>> Start
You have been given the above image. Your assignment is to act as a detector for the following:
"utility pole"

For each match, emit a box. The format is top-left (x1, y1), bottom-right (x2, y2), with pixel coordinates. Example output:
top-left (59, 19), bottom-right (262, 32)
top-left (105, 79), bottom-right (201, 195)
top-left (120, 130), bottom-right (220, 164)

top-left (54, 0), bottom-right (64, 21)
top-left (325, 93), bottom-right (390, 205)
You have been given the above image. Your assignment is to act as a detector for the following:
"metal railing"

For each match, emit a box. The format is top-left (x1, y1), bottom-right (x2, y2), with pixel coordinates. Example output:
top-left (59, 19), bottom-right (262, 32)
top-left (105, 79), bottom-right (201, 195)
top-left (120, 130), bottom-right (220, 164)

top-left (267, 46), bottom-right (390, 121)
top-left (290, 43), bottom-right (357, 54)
>> End
Output all of the data above again, line for line and word for word, in its original order.

**Correct result**
You have been given the above image. Your assignment is to act as a detector for the following:
"utility pole"

For each match, emit a box. The format is top-left (x1, y1), bottom-right (x2, y2), with pixel coordinates. Example output:
top-left (59, 19), bottom-right (262, 32)
top-left (105, 79), bottom-right (201, 195)
top-left (120, 130), bottom-right (220, 164)

top-left (54, 0), bottom-right (64, 21)
top-left (325, 93), bottom-right (390, 205)
You have been given the above image. Your assignment is to act as a detector for the following:
"metal railing"

For each match, emit a box. The format is top-left (x1, y1), bottom-right (x2, y2), with pixel coordinates. Example output:
top-left (59, 19), bottom-right (262, 32)
top-left (105, 79), bottom-right (201, 195)
top-left (120, 130), bottom-right (220, 164)

top-left (267, 46), bottom-right (390, 121)
top-left (290, 43), bottom-right (357, 54)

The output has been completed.